**YOUR OBJECTIVE:** Reproduce the passage about Facebook word for word, beginning at "If I've got" and stopping after "replaced, human contact.".

**DOCUMENT SECTION:**
################
Sure, all the winners you expected won all the awards you figured they would. Besides best drama, "The Social Network," about the founding of Facebook, won for David Fincher's direction, Aaron Sorkin's script and the score from Trent Reznor and Atticus Ross. After receiving top honors from critics groups coast to coast, this resounding victory positions the film as the front-runner at the Academy Awards. -- Complete story
I am happy when someone makes a go of it in business. Ideas are risky and putting ideas into practice is no easy matter. But the implications and actuality of Facebook continue to turn me off, no matter how popular it may be.

If I've got it right (I only tried it for a little while before ending my participation), Facebook allows people to leave little notes for each other. It is, if you believe the publicity, a way of allowing people to "connect" and "share" and "communicate" and perhaps "broaden their horizons."

But to me Facebook is like looking at pornography and imagining you are having sex. It takes people away from the connections they might like to make -- up-close, personal, complicated and sometimes messy ... but at least human. Sure, writing notes to people is one way of maintaining communication, but it is one way that once supplemented, rather than replaced, human contact.
################
**Pointing dataset excerpts:**
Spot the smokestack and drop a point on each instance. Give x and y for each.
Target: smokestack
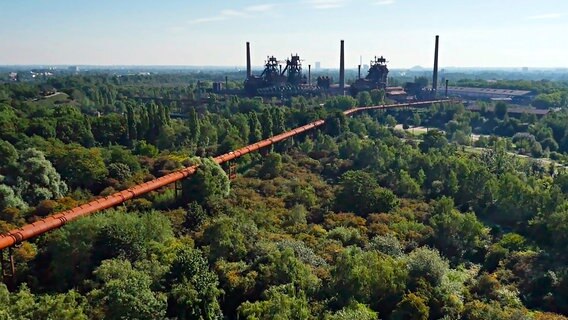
(435, 77)
(249, 72)
(342, 67)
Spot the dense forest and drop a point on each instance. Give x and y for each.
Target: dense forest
(357, 220)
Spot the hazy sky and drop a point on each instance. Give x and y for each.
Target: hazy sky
(483, 33)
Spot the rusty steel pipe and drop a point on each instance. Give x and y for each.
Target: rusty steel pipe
(57, 220)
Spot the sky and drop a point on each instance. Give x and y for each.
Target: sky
(480, 33)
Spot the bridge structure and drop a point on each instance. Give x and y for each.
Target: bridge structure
(29, 231)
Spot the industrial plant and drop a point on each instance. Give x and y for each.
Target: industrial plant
(285, 78)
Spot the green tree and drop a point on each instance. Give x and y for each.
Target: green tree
(367, 277)
(125, 293)
(457, 234)
(412, 307)
(281, 302)
(360, 193)
(9, 199)
(354, 311)
(208, 185)
(377, 96)
(364, 99)
(255, 134)
(266, 124)
(501, 110)
(193, 288)
(272, 166)
(8, 153)
(37, 179)
(433, 139)
(194, 126)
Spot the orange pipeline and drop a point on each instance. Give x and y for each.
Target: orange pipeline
(57, 220)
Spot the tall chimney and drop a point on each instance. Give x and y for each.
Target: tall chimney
(435, 77)
(249, 72)
(342, 67)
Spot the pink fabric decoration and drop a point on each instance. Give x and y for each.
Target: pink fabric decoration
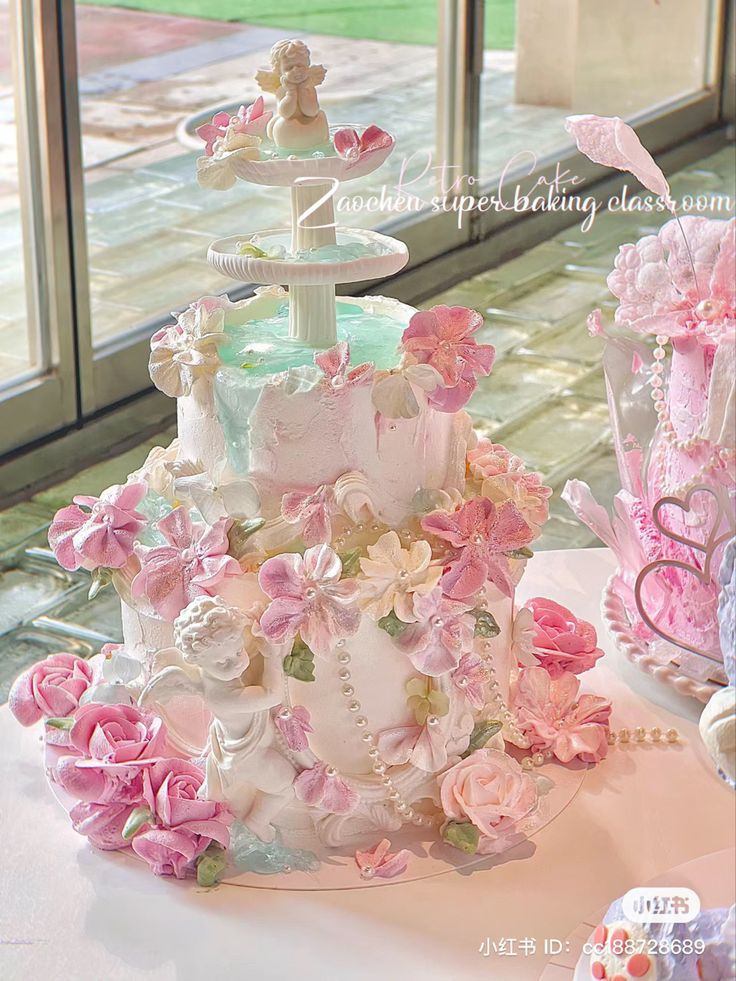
(423, 746)
(561, 641)
(552, 714)
(351, 146)
(308, 598)
(442, 634)
(116, 734)
(442, 338)
(50, 689)
(103, 535)
(335, 362)
(193, 563)
(101, 824)
(171, 790)
(380, 862)
(653, 280)
(313, 511)
(323, 787)
(609, 141)
(470, 679)
(490, 790)
(480, 533)
(294, 724)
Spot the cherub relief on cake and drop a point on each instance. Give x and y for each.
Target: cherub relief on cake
(211, 658)
(299, 123)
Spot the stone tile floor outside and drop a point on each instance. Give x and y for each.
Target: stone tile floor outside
(545, 400)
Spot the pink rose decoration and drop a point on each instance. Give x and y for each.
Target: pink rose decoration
(335, 363)
(308, 598)
(480, 533)
(313, 511)
(561, 641)
(101, 536)
(490, 790)
(380, 862)
(194, 563)
(442, 634)
(50, 689)
(323, 787)
(441, 337)
(552, 714)
(102, 824)
(470, 678)
(109, 735)
(294, 725)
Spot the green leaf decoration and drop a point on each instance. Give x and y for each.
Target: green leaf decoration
(350, 563)
(100, 578)
(392, 625)
(240, 532)
(520, 553)
(462, 835)
(210, 866)
(483, 730)
(485, 624)
(64, 723)
(249, 249)
(137, 819)
(300, 663)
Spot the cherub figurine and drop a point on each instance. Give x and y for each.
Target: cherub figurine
(298, 123)
(210, 659)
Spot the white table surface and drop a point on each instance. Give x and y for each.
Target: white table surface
(69, 912)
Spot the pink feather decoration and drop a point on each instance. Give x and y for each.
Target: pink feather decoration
(609, 141)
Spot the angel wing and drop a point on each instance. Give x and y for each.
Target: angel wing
(169, 685)
(317, 74)
(268, 81)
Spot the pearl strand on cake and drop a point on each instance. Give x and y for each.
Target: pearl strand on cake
(379, 766)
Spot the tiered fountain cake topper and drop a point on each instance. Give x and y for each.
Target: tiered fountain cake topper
(670, 374)
(317, 578)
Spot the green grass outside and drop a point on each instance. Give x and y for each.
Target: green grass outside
(407, 21)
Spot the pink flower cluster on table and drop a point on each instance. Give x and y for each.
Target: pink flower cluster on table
(50, 689)
(561, 641)
(555, 717)
(249, 120)
(308, 598)
(480, 534)
(379, 862)
(491, 791)
(442, 337)
(98, 532)
(194, 562)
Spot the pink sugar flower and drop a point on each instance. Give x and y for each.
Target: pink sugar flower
(213, 131)
(101, 536)
(555, 717)
(193, 563)
(442, 634)
(480, 533)
(380, 862)
(313, 511)
(308, 598)
(561, 641)
(50, 689)
(470, 679)
(441, 337)
(351, 146)
(294, 725)
(335, 363)
(323, 787)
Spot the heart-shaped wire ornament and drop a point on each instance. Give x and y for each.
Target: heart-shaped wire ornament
(724, 514)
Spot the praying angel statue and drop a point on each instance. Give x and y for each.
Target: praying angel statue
(299, 123)
(210, 660)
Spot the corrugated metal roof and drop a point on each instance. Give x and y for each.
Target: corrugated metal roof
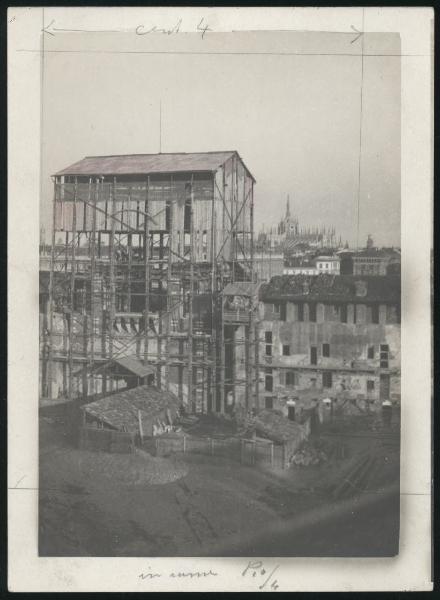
(136, 164)
(241, 288)
(120, 410)
(134, 366)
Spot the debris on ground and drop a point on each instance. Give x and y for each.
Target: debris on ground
(318, 451)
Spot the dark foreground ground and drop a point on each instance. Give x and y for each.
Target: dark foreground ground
(112, 505)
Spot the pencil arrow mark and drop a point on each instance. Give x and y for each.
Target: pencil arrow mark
(47, 29)
(360, 34)
(51, 30)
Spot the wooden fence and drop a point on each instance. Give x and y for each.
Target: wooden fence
(251, 452)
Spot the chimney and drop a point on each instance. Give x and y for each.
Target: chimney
(361, 288)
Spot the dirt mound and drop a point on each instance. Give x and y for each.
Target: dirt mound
(99, 468)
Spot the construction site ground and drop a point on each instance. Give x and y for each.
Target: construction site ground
(98, 504)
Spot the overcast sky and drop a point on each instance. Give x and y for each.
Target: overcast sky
(293, 115)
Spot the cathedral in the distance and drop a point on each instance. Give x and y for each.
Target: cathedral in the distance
(288, 233)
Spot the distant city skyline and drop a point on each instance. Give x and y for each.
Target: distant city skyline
(292, 110)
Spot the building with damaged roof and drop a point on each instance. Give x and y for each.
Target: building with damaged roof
(337, 336)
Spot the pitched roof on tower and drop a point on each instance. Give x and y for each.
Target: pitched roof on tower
(144, 164)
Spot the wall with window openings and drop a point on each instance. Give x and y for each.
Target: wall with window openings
(348, 350)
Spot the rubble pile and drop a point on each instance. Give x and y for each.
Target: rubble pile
(318, 452)
(308, 455)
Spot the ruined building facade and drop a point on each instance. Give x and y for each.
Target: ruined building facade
(330, 336)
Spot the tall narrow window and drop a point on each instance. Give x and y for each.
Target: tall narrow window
################
**WORKED SOLUTION:**
If I've got it right (I only tried it for a little while before ending my participation), Facebook allows people to leave little notes for each other. It is, if you believe the publicity, a way of allowing people to "connect" and "share" and "communicate" and perhaps "broaden their horizons."

But to me Facebook is like looking at pornography and imagining you are having sex. It takes people away from the connections they might like to make -- up-close, personal, complicated and sometimes messy ... but at least human. Sure, writing notes to people is one way of maintaining communication, but it is one way that once supplemented, rather than replaced, human contact.